EXTRACT:
────────────────

Skip to contents

Splits a polygon layer along all its own overlaps into disjoint pieces and returns a lazy node with one row per piece per covering polygon: where k polygons overlap, that piece appears k times, each row carrying one source polygon's attributes. This is the union overlay GIS tools expose as "Union (single layer)", with the overlap retained once per contributing feature rather than dissolved. Resolve the duplicates with a grouped slice_min() / slice_max() – for example earliest designation year wins: group_by(piece_id) |> slice_min(year).

Usage

spatial_overlay(
  x,
  y = NULL,
  vars = NULL,
  vars_y = NULL,
  how = c("intersection", "union", "identity", "symdiff"),
  piece = "piece_id",
  geom = "geometry",
  grid = NULL,
  precision = NULL,
  dedup = TRUE,
  flush_rows = NULL,
  mem_limit = NULL,
  threads = NULL,
  quiet = TRUE,
  layer = NULL,
  query = NULL,
  layer_y = NULL,
  query_y = NULL,
  read_chunk = NULL
)

Arguments

x

An sf object with polygon or multipolygon geometry, or a single path to a vector file (e.g. a GeoPackage). A path is read in feature batches via layer / query, so the whole layer is never held in memory at once – peak memory then tracks the cleaned geometry, not the source size, which lets a larger-than-RAM layer overlay on a modest machine.

y

Optional second layer to overlay x against, in the same forms x accepts (an sf object or a file path read via layer_y / query_y). It must share the CRS of x. NULL (the default) self-unions x.

vars

Character vector of attribute columns of x to carry onto each piece. Default NULL keeps them all; name a subset to keep the streamed output narrow.

vars_y

Character vector of attribute columns of y to carry onto each piece (two-layer overlay only). Default NULL keeps them all. A name shared with an x column is disambiguated with a .x / .y suffix in the output.

────────────────

INFORMATION SUPPLIED:
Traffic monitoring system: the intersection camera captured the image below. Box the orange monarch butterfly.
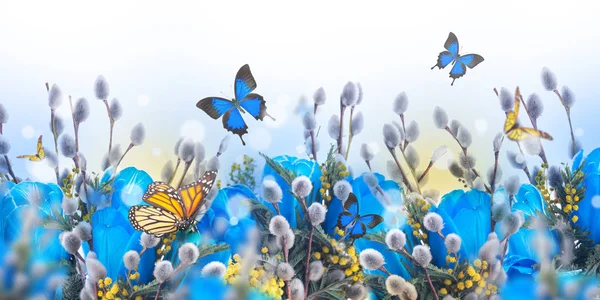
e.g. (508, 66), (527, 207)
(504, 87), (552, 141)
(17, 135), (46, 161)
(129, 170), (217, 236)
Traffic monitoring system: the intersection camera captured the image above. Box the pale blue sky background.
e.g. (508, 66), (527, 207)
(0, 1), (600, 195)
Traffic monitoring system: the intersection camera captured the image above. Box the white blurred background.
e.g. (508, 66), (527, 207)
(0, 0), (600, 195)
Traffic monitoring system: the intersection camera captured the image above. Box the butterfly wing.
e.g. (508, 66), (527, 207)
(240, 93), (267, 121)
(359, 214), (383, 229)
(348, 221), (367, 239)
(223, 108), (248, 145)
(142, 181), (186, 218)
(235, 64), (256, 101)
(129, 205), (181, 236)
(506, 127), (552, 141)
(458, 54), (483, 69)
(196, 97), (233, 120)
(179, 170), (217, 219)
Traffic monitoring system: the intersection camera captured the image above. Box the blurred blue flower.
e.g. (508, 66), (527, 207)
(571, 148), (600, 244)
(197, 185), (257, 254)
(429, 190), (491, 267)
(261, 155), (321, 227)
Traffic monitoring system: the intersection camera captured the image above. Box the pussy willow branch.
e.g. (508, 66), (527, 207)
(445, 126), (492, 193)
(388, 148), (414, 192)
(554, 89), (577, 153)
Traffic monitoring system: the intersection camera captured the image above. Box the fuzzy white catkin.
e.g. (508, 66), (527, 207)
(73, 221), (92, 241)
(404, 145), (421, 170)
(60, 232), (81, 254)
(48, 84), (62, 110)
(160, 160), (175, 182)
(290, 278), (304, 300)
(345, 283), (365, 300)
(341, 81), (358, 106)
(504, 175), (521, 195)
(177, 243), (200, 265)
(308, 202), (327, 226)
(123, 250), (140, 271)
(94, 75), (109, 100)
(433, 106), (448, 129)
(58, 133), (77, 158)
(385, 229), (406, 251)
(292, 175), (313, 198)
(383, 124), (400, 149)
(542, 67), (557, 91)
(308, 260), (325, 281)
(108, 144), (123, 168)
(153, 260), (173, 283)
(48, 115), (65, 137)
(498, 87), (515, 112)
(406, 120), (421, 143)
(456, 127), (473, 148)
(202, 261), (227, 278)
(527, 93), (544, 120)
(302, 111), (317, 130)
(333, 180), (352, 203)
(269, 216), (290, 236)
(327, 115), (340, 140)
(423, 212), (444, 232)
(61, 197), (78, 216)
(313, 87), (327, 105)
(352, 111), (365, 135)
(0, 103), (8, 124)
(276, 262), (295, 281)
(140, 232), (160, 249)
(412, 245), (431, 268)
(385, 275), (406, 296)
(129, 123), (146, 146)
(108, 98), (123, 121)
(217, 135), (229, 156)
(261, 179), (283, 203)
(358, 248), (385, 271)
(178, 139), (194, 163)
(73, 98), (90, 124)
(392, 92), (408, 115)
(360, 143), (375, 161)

────────────────

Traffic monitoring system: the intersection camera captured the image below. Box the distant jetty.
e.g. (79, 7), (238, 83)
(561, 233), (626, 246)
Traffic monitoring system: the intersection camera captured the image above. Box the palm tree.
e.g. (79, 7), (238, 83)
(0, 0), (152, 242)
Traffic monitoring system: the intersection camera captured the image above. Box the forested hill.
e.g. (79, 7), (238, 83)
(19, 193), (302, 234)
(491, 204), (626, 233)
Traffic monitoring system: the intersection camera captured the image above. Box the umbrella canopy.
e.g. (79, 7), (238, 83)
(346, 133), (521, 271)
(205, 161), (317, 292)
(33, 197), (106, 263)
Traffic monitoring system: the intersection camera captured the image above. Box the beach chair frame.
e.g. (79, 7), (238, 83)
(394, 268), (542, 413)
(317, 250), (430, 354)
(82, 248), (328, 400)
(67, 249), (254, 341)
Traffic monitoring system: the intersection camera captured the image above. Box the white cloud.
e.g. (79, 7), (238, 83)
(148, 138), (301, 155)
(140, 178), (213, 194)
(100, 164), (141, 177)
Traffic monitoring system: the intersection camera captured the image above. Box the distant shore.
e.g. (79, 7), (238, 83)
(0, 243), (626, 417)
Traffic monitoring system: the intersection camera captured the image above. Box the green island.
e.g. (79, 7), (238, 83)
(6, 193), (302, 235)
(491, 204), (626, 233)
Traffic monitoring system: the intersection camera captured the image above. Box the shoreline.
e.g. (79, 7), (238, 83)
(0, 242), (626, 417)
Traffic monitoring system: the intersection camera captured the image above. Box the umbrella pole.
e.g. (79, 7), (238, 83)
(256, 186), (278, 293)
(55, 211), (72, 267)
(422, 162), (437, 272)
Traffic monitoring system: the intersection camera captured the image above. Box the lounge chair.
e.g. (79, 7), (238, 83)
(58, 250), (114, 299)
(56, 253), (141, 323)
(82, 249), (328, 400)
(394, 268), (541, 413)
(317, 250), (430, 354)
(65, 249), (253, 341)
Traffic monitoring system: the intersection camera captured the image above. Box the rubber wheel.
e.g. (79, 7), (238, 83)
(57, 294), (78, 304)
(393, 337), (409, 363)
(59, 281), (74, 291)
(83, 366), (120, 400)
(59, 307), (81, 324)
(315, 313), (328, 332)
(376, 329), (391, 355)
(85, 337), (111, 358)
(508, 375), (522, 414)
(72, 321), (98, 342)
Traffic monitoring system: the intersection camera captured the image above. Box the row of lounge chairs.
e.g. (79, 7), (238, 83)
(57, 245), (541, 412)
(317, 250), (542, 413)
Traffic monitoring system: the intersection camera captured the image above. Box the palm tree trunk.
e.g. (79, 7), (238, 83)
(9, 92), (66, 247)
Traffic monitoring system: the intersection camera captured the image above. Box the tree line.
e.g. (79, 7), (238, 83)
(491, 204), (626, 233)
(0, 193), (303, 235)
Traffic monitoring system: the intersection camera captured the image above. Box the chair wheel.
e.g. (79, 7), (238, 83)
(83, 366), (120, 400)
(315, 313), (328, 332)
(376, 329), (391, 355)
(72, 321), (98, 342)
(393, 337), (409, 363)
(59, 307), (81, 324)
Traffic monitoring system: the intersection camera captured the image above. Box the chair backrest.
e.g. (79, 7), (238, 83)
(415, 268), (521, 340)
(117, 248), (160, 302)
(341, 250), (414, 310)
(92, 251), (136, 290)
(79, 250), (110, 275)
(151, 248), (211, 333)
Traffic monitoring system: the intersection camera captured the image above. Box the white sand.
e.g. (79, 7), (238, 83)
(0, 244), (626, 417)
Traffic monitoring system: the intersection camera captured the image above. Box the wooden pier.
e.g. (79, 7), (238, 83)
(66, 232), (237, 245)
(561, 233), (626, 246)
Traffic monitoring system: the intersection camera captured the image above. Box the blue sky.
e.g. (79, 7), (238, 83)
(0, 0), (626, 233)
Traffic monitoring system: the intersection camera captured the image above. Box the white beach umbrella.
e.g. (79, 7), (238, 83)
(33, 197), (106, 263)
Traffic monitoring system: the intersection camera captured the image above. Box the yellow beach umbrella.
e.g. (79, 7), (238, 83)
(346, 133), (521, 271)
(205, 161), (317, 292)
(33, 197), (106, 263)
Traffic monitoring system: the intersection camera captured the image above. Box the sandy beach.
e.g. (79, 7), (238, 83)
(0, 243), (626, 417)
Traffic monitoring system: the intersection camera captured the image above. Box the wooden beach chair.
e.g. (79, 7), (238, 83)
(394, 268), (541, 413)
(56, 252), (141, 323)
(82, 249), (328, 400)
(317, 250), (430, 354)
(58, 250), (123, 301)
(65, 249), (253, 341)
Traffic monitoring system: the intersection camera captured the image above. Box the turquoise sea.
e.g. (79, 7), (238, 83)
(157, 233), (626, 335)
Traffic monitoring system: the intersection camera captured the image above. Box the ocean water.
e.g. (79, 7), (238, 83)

────────────────

GIVEN PROBLEM A:
Sum up the spatial_overlay page in two sentences.
GIVEN PROBLEM B:
According to the spatial_overlay page, what happens when y is left at its default of NULL?
You won't need the records for this.

SOLUTION A:
The spatial_overlay function splits a polygon layer along its own overlaps into disjoint pieces and returns one row per piece for each polygon covering it, with each row carrying that polygon's attributes. Both x and an optional second layer y can be given as an sf object or a vector file path, and vars and vars_y choose which attribute columns are carried onto each piece.

SOLUTION B:
The function self-unions x.